Please output the records below in full, exactly as given, but without the images.
====== Records provided ======
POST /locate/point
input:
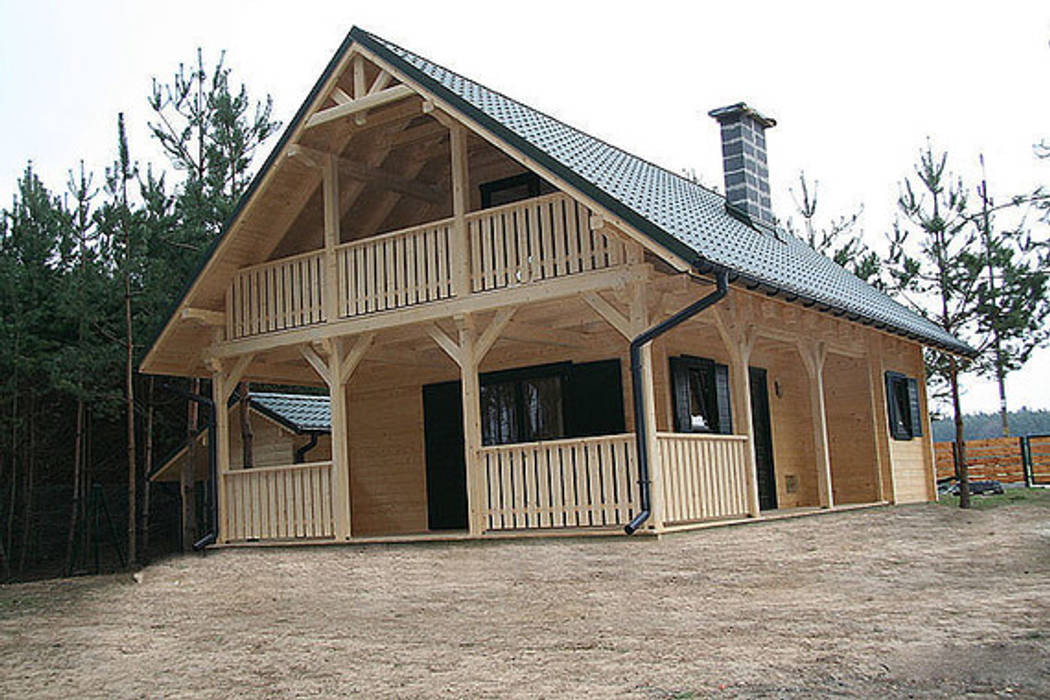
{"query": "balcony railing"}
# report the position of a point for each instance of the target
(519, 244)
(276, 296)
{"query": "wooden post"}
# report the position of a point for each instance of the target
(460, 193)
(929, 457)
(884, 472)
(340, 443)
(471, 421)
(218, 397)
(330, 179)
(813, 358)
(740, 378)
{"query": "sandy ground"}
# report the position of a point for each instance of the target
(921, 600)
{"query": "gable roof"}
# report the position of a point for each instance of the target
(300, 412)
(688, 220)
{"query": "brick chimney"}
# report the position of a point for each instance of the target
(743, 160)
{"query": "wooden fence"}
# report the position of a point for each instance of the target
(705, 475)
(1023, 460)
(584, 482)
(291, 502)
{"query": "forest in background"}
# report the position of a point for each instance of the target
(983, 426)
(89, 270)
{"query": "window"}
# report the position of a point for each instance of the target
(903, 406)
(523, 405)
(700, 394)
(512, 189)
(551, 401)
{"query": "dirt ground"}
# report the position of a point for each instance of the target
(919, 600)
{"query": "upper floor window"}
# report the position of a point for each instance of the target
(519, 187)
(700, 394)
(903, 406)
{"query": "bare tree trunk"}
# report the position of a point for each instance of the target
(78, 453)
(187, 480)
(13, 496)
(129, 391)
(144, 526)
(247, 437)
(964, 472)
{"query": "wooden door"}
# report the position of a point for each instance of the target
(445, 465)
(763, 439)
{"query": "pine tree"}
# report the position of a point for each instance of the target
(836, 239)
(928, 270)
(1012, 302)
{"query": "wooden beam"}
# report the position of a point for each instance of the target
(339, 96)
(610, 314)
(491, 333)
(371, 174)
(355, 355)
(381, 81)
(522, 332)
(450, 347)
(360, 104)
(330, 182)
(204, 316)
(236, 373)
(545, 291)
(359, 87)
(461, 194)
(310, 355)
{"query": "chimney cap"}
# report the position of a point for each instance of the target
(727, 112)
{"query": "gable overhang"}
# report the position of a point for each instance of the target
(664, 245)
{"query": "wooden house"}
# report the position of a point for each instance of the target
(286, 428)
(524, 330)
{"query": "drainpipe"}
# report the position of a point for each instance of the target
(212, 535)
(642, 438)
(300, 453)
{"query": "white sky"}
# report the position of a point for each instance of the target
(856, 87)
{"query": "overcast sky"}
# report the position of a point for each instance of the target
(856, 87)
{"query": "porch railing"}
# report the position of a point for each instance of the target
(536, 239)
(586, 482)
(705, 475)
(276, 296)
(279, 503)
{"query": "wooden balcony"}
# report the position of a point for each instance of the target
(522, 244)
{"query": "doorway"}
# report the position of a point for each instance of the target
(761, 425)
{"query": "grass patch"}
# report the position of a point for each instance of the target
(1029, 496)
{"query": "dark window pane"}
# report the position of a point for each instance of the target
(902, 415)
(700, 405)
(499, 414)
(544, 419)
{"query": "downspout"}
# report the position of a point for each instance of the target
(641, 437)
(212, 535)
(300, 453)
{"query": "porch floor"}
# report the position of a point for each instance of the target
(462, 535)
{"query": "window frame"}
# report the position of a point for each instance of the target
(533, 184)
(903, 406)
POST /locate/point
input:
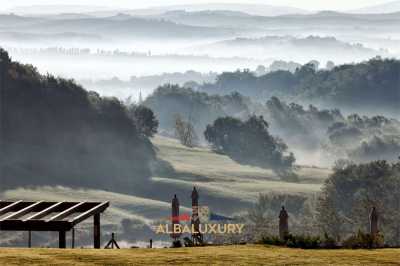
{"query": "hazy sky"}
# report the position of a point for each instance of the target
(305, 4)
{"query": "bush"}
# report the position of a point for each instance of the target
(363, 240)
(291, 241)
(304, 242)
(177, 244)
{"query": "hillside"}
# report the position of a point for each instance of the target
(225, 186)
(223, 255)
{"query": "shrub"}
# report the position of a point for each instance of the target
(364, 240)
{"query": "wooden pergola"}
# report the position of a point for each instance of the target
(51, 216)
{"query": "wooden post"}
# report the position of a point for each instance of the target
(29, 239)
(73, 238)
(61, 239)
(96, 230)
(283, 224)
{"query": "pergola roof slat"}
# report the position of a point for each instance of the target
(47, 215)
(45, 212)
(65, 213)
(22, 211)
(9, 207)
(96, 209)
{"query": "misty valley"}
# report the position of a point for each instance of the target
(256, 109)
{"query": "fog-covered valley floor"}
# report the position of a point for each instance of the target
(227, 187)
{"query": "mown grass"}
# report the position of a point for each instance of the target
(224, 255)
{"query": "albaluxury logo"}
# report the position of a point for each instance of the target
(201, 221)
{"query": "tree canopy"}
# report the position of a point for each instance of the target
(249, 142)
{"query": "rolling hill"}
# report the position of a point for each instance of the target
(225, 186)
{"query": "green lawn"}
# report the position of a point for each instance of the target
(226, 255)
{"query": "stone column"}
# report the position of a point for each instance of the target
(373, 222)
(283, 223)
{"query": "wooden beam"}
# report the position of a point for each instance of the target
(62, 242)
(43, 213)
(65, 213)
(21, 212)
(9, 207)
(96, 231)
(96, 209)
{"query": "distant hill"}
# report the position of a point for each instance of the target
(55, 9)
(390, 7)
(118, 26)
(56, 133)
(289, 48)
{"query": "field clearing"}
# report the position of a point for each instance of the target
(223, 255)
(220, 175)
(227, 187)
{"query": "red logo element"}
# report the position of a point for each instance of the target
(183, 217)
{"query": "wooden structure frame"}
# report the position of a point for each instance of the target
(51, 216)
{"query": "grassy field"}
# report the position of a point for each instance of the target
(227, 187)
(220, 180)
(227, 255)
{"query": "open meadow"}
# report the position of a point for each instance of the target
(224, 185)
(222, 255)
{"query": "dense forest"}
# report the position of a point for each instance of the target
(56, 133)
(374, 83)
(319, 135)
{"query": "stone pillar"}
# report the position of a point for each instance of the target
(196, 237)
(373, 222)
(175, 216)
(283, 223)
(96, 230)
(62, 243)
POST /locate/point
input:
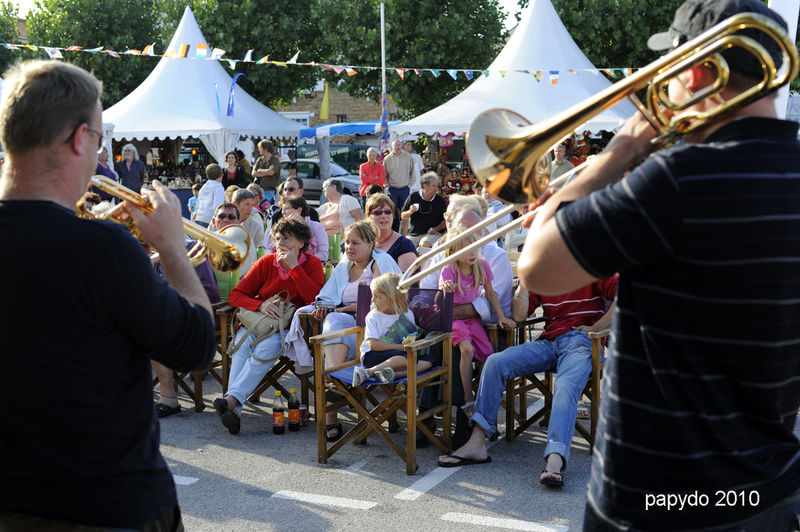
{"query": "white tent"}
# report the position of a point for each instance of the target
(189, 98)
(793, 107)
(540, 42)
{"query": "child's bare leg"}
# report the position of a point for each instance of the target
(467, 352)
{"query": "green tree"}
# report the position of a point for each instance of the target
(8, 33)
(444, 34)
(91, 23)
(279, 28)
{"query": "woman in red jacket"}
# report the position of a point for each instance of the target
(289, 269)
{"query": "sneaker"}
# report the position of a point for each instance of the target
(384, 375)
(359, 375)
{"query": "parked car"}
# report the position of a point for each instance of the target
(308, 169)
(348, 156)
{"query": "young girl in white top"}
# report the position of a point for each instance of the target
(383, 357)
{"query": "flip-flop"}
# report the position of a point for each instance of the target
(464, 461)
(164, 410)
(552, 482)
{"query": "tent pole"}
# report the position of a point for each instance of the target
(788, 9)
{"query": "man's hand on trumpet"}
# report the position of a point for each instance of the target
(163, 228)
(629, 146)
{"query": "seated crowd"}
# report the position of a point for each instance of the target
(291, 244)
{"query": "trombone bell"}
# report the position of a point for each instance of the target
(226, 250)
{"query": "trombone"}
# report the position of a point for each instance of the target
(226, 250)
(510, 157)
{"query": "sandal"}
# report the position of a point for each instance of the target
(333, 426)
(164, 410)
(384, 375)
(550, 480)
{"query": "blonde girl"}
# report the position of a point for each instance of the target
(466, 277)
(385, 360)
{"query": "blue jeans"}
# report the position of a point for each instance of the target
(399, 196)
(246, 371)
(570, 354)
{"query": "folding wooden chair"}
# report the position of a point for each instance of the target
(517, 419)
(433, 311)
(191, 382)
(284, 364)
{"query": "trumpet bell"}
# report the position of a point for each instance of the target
======
* [Solution to this task]
POST /locate/point
input:
{"query": "balcony railing"}
# report the position of a point for each instance of the target
(519, 244)
(276, 296)
{"query": "wooden post"}
# report the position of a point for each instance of the target
(460, 193)
(929, 457)
(884, 472)
(340, 443)
(471, 421)
(218, 397)
(330, 179)
(813, 358)
(740, 378)
{"query": "sandy ground"}
# report the position of a point for each instance of the target
(921, 600)
{"query": "gable roof"}
# report the position of a point for each instance of the target
(300, 412)
(688, 220)
{"query": "brick chimney"}
# report the position of a point for each instance of the target
(743, 160)
{"query": "wooden fence"}
# report the position of a point for each instance of the target
(705, 475)
(1023, 460)
(584, 482)
(291, 502)
{"query": "forest in background"}
# report the position of a point for each instance of the target
(983, 426)
(89, 270)
{"query": "window"}
# report the position of a point for each instance of the target
(903, 406)
(523, 405)
(700, 394)
(512, 189)
(551, 401)
{"query": "dirt ground"}
# report the position of a point for each instance of the target
(919, 600)
{"query": "upper floor window"}
# report the position of a point for each instance of the target
(519, 187)
(700, 394)
(903, 406)
{"query": "bare tree trunk"}
# report the position of a point for each instance of the target
(78, 453)
(187, 480)
(13, 496)
(129, 391)
(144, 526)
(247, 437)
(964, 472)
{"query": "wooden door"}
# report the position of a point for each instance of the target
(445, 465)
(763, 439)
{"query": "pine tree"}
# report the position of a point for each instance of the target
(836, 239)
(928, 270)
(1012, 302)
{"query": "wooden beam"}
# report the position of a point for each instance of the target
(339, 96)
(610, 314)
(491, 333)
(371, 174)
(355, 355)
(381, 81)
(522, 332)
(450, 347)
(360, 104)
(330, 182)
(204, 316)
(236, 373)
(545, 291)
(359, 87)
(461, 194)
(310, 355)
{"query": "chimney cap"}
# report the position of a point for each instance of the target
(727, 112)
{"query": "gable overhang"}
# report the position of a point for each instance of the target
(664, 245)
{"query": "wooden house"}
# report the position of a point for each instance of the target
(286, 428)
(524, 330)
{"query": "drainpipe"}
# report the position of a point for each instance of the target
(212, 535)
(642, 438)
(300, 453)
{"query": "white sky"}
# report the position of a point for each instance of the target
(856, 87)
{"query": "overcast sky"}
# report the position of a point for each instance of the target
(856, 87)
{"query": "porch railing"}
# report the position of a point for each instance of the target
(536, 239)
(586, 482)
(705, 475)
(276, 296)
(279, 503)
{"query": "wooden balcony"}
# report the position of a point for each instance of the target
(522, 244)
{"query": "doorway"}
# report the position of a point for each instance of the target
(761, 425)
{"query": "grass patch"}
# report the position of a point for each instance of the target
(1029, 496)
{"query": "dark window pane"}
# report the position of a point for each instance of the target
(902, 415)
(700, 405)
(499, 414)
(544, 419)
{"query": "downspout"}
# report the position of a point for each instance of the target
(641, 437)
(212, 535)
(300, 453)
{"query": "porch floor"}
# report the position of a point for each instance of the target
(462, 535)
{"query": "window frame"}
# report the position of a point for each instance of the target
(533, 184)
(903, 406)
POST /locate/point
input:
{"query": "hazy sky"}
# report the position of a point for each instance of the target
(305, 4)
{"query": "bush"}
# report the position of a point for each instance of the target
(363, 240)
(291, 241)
(304, 242)
(177, 244)
{"query": "hillside"}
# report the position of a point for each instance of the target
(225, 186)
(223, 255)
{"query": "shrub"}
# report the position of a point for each instance of the target
(364, 240)
{"query": "wooden pergola"}
# report the position of a point for each instance of the target
(51, 216)
{"query": "wooden post"}
# report the position of a point for each instance of the target
(29, 239)
(73, 238)
(61, 239)
(96, 230)
(283, 224)
{"query": "pergola roof slat"}
# report the position of a point for each instance of the target
(47, 215)
(45, 212)
(65, 213)
(22, 211)
(9, 207)
(96, 209)
{"query": "misty valley"}
# report the position of a point for each instance of the target
(256, 109)
{"query": "fog-covered valley floor"}
# report the position of a point for each instance of the target
(227, 187)
{"query": "mown grass"}
# report the position of a point for each instance of the target
(224, 255)
{"query": "albaluxury logo"}
# report the position of a point for each instance of the target
(201, 221)
{"query": "tree canopy"}
# report the position of a point for each instance of the target
(249, 142)
{"query": "rolling hill"}
# report the position of a point for each instance of the target
(225, 186)
{"query": "green lawn"}
# report the position of a point for each instance of the target
(226, 255)
{"query": "stone column"}
# report the position of a point for each instance of the target
(373, 222)
(283, 223)
{"query": "wooden beam"}
# report the position of a point for each instance of the target
(62, 242)
(43, 213)
(65, 213)
(21, 212)
(9, 207)
(96, 231)
(96, 209)
{"query": "distant hill"}
# report the position of a point for each instance of the target
(55, 9)
(390, 7)
(118, 26)
(56, 133)
(289, 48)
{"query": "field clearing"}
# report the position of a point for each instance of the target
(223, 255)
(220, 175)
(227, 187)
{"query": "red logo element"}
# report the position of a point for each instance of the target
(183, 217)
{"query": "wooden structure frame"}
# report the position of a point for each instance of the target
(51, 216)
{"query": "grassy field"}
# report the position of a point for each instance of the target
(227, 187)
(220, 180)
(227, 255)
{"query": "open meadow"}
# report the position of a point for each instance of the target
(224, 185)
(222, 255)
{"query": "dense forest"}
# report the position of a point for each instance of the target
(56, 133)
(374, 83)
(319, 135)
{"query": "stone pillar"}
# report the position of a point for each instance of the target
(196, 237)
(373, 222)
(175, 216)
(283, 223)
(96, 230)
(62, 243)
POST /locate/point
input:
{"query": "white tent"}
# report the position of a point for each instance of the target
(189, 98)
(793, 107)
(540, 42)
{"query": "child's bare leg"}
# report the position of a point for each instance of the target
(467, 352)
{"query": "green tree"}
# report the position of a point for each instance of the target
(8, 33)
(444, 34)
(91, 23)
(279, 28)
{"query": "woman in red jacket"}
# report the position of a point for each instance of the target
(289, 269)
{"query": "sneaker"}
# report the position of a point for each instance of the target
(384, 375)
(359, 375)
{"query": "parked car"}
# report the position of a point for each instance of the target
(308, 169)
(348, 156)
{"query": "young girl in white top"}
# report the position of a point for each instance of the target
(383, 357)
{"query": "flip-flop"}
# report the position of a point for each instance of the target
(464, 461)
(164, 410)
(552, 482)
{"query": "tent pole"}
# report the position of a point for each instance of the target
(788, 9)
{"query": "man's hand on trumpet"}
# report the position of a point for each instance of the target
(163, 228)
(629, 146)
{"query": "seated crowd"}
# report the position of a point for each instance of the target
(291, 244)
{"query": "trombone bell"}
# report the position of a point for each instance of the target
(226, 250)
{"query": "trombone"}
# report the position of a point for each instance of the target
(226, 250)
(510, 157)
{"query": "sandal"}
# report the position of a point for each instance of the target
(333, 426)
(164, 410)
(384, 375)
(550, 480)
{"query": "blonde girl"}
# report the position of a point for each instance of the target
(466, 277)
(385, 360)
{"query": "blue jeans"}
# report the position of a point for each instance of the target
(399, 196)
(246, 371)
(570, 354)
{"query": "folding wooden chair"}
# report the position of a point for each instance of the target
(517, 419)
(433, 311)
(191, 382)
(284, 364)
{"query": "trumpet bell"}
# report the position of a point for each instance of the target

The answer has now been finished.